Task prompt:
The entries below are to be written out again without alteration.

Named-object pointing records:
::::

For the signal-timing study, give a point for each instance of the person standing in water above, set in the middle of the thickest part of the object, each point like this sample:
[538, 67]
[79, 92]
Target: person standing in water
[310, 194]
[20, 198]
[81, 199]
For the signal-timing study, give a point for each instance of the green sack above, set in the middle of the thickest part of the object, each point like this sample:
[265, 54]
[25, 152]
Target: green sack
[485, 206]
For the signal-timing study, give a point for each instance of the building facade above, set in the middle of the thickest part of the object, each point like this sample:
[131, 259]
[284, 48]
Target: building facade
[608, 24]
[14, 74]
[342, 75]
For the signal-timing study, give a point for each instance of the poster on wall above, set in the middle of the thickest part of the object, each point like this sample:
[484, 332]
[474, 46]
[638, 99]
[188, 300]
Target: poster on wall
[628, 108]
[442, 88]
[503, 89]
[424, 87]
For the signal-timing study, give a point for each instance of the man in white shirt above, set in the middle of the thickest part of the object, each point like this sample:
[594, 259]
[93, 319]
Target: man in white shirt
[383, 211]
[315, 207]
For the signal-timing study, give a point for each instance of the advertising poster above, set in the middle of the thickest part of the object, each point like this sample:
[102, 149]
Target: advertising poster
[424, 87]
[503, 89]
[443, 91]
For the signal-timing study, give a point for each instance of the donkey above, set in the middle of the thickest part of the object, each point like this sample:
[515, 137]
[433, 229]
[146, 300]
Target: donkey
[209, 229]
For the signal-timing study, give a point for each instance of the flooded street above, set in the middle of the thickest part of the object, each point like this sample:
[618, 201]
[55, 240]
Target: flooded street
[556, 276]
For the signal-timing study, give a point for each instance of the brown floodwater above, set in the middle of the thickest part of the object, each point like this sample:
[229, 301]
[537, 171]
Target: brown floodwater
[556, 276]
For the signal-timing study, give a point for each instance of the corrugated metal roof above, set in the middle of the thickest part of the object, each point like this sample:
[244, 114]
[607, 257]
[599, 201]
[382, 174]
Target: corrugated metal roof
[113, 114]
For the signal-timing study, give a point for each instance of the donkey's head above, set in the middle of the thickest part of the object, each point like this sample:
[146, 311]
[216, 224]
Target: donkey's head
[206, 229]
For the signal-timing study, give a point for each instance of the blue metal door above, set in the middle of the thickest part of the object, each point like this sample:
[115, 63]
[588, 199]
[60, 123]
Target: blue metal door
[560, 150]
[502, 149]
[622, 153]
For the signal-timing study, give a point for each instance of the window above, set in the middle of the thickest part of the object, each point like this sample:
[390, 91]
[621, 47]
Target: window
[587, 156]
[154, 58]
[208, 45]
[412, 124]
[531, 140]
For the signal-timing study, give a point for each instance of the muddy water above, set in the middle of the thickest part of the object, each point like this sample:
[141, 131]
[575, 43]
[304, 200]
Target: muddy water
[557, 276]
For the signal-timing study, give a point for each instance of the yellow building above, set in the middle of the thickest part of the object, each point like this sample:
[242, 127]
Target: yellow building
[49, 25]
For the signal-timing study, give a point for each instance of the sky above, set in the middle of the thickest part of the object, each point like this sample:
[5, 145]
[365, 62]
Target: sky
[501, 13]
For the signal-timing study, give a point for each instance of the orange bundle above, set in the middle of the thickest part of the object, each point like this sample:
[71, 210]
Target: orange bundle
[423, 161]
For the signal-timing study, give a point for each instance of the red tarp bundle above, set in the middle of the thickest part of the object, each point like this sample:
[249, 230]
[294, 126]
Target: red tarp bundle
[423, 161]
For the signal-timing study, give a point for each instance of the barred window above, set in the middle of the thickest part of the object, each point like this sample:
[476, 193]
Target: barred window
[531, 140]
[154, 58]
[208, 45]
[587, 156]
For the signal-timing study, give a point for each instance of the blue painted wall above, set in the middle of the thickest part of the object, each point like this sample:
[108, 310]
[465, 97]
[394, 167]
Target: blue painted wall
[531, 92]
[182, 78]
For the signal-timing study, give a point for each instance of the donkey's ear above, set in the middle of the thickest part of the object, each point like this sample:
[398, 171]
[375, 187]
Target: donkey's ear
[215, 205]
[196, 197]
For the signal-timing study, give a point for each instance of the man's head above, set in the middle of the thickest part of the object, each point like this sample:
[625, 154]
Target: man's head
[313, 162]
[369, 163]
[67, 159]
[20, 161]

::::

Answer to the exercise:
For the signal-timing study, give a point for each instance of the person standing in water above, set in the middle of the thickest part of the object, each point like this sample:
[538, 67]
[79, 92]
Target: person standing in water
[310, 194]
[20, 198]
[81, 199]
For the signal-timing study, give a point for each instance of the green sack above, set in the middle of the thickest part of the object, each point like this sample:
[265, 54]
[25, 152]
Target: green sack
[485, 206]
For the signal-timing study, give a point for each instance of the building facade above, set in the middle of the thickest part of the object, each point like this sample:
[131, 259]
[284, 48]
Target: building facade
[608, 24]
[14, 74]
[342, 75]
For the signal-timing study, give a point for each instance of the poster on wall above, set in the middle of the thickest part of the object, each point like this sample:
[484, 332]
[474, 46]
[638, 99]
[188, 300]
Target: poster on wall
[628, 108]
[442, 88]
[503, 89]
[424, 87]
For the signal-timing study, give a point for each instance of the man in white shirt above, set in the middle of the thickest part of the object, each point like this sample:
[594, 259]
[93, 319]
Target: man in white shirt
[383, 211]
[315, 207]
For the signal-timing study, give a point for each instance of the advertising poster above, set in the middle of the thickest part of the object, each point like this sample:
[102, 149]
Target: advertising poster
[424, 87]
[503, 89]
[443, 91]
For the signal-timing study, give a point for each instance of the donkey above, set in the middle of the thickest part of the object, each point like this sample:
[515, 137]
[433, 229]
[146, 300]
Target: donkey
[209, 229]
For the signal-timing study, give a point for each instance of the flooded street above, set in the middle of the thickest part of the object, each point like this sample:
[618, 201]
[55, 240]
Target: flooded street
[556, 276]
For the signal-timing study, give a point for each instance of the brown floodwater above, set in the middle of the thickest part of the object, each point like this sample:
[229, 301]
[537, 171]
Target: brown floodwater
[556, 276]
For the signal-timing study, give a point for each instance of the corrugated metal roof above, set in the middle of the thickest part of the object, each point like this sample:
[244, 114]
[607, 257]
[599, 201]
[382, 174]
Target: corrugated metal roof
[113, 114]
For the signal-timing study, give a point for each instance of the donkey's head above, set in the middle of the thickest part of the object, each point like this sample:
[146, 311]
[216, 224]
Target: donkey's head
[206, 229]
For the signal-timing study, give a point for each instance of the blue metal door above, set in the middle of the thickest part of the object, each point like this sample:
[115, 63]
[588, 199]
[60, 123]
Target: blue metal door
[560, 150]
[502, 149]
[622, 153]
For the signal-timing study, give a point for each instance of the window above, set in the middle of the thickest part of the object, each point like this sample:
[390, 91]
[621, 47]
Target: window
[587, 156]
[154, 58]
[208, 45]
[412, 124]
[531, 140]
For the signal-timing study, give a point for each instance of the muddy water above, set in the middle of the thickest part of the object, each point like this sample:
[141, 131]
[575, 43]
[304, 200]
Target: muddy water
[557, 276]
For the signal-timing study, give a point for each instance of the yellow building above, set in the middle of the thickest part of the object, each point like this sample:
[242, 127]
Target: yellow building
[49, 25]
For the signal-timing study, give a point for each instance of the sky above, set in the middle of the thickest part of the object, each point like this sample:
[5, 145]
[365, 62]
Target: sky
[501, 13]
For the signal-timing study, give a point for each instance of the orange bundle above, set in the middle of the thickest part of the object, each point like this sample:
[71, 210]
Target: orange bundle
[423, 161]
For the signal-timing study, give a point for each instance of the red tarp bundle above, set in the middle of the thickest part of the object, each point like this sample:
[249, 230]
[294, 126]
Target: red tarp bundle
[423, 161]
For the signal-timing study, give a point for each instance of the barred window above, set in the middle of the thickest part of the object, each point like this sample:
[476, 193]
Target: barred window
[531, 140]
[154, 58]
[208, 45]
[587, 156]
For the signal-timing study, give a point for each instance of the blue painted wall above, set in the middle of the thickest part of the object, each point like this sample:
[108, 310]
[465, 97]
[394, 167]
Target: blue painted wall
[531, 92]
[182, 78]
For the signal-timing study, give a point for each instance of the donkey's ear above, set in the middle of the thickest part of the object, each point like this sample:
[398, 171]
[375, 187]
Target: donkey's ear
[215, 205]
[196, 197]
For the signal-timing study, give a point for each instance of the man's head above, set in the middle of the thickest part of the object, each point like this sample:
[625, 154]
Target: man's head
[313, 162]
[369, 163]
[67, 159]
[20, 161]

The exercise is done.